**Source text**
Cuban physician and scientist Dr Carlos Juan Finlay has been immortalised in Google Doodle form in celebration of what would have been his 180th birthday. Finlay is best known for identifying the role of mosquitoes in spreading yellow fever.
Born in 1833 as Juan Carlos Finlay y Barres, he took on the name Carlos Juan Finlay in later life.
After studying in Philadelphia, Havana and Paris, Finlay settled in the Cuban capital and opened a medical practice there in 1864. Havana was regularly hit by yellow fever epidemics but the cause and origin of this disease had so far escaped medical professionals.
Finlay began researching the disease that was ravaging his native country and proposed, in 1881, that the mosquito be considered an agent of its transmission. Finlay theorised that the mosquito was a carrier of the organism that caused yellow fever, which infected humans when they were bitten. A year later, he identified a mosquito of the genus Aedes as the one transmitting the virus and recommended the control of the mosquito population in an effort to curb the spread of the disease.
In all, Finlay wrote 40 articles on yellow fever, but his theory was derided for years. It wasn’t until 1901 that the US Army’s Walter Reed Commission tested and confirmed his hypothesis, marking a milestone in biomedicine.

**Dataset entries**
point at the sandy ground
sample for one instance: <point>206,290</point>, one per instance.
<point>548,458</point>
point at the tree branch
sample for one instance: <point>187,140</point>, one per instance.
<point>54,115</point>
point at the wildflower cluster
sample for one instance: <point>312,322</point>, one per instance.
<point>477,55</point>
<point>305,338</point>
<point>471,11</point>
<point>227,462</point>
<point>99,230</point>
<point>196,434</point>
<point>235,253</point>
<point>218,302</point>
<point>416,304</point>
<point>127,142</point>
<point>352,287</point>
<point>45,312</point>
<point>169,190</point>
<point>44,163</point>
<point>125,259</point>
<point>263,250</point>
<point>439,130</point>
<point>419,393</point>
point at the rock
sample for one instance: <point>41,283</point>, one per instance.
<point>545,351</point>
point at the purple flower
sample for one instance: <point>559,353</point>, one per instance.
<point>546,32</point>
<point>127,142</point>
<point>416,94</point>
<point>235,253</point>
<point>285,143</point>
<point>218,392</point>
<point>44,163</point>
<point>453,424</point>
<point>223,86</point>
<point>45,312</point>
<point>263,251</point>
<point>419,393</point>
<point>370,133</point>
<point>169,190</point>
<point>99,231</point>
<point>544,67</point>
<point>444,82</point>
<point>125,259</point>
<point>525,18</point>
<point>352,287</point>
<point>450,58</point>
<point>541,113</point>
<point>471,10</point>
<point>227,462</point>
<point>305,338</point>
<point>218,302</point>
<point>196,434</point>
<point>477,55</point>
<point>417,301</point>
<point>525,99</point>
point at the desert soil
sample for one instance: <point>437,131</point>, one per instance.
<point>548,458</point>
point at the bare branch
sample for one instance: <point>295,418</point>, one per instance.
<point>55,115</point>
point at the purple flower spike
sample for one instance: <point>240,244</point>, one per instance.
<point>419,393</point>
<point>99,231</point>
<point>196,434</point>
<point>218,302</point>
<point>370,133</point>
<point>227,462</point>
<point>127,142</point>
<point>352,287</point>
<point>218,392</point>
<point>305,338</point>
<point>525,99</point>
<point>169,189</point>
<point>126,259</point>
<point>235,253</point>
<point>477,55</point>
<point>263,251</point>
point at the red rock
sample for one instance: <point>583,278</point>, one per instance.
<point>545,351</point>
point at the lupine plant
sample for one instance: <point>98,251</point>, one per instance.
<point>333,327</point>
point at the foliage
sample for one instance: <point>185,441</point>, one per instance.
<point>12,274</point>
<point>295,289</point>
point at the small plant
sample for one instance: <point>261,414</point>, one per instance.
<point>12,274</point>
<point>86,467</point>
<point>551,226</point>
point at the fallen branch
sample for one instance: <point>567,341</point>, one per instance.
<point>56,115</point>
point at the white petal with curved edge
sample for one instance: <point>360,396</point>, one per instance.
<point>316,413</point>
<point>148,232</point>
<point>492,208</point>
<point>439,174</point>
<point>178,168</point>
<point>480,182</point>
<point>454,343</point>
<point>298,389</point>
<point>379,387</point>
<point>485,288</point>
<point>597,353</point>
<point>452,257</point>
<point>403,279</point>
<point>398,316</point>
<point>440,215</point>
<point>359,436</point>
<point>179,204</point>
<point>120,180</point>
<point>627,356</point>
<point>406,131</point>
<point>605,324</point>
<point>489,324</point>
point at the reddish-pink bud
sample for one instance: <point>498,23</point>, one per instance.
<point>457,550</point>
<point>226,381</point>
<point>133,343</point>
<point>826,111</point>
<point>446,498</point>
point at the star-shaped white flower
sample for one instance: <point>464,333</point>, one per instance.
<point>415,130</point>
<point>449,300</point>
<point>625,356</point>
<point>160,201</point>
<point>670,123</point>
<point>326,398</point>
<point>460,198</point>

**Explore the material**
1. According to the article on Carlos Juan Finlay, in what year did he propose that the mosquito be considered an agent of yellow fever transmission?
2. Rewrite the passage of the article on Carlos Juan Finlay starting with "Born in 1833" and going on through "escaped medical professionals.", substituting "clinic" for "medical practice".

**Solutions to each task**
1. 1881

2.
Born in 1833 as Juan Carlos Finlay y Barres, he took on the name Carlos Juan Finlay in later life.
After studying in Philadelphia, Havana and Paris, Finlay settled in the Cuban capital and opened a clinic there in 1864. Havana was regularly hit by yellow fever epidemics but the cause and origin of this disease had so far escaped medical professionals.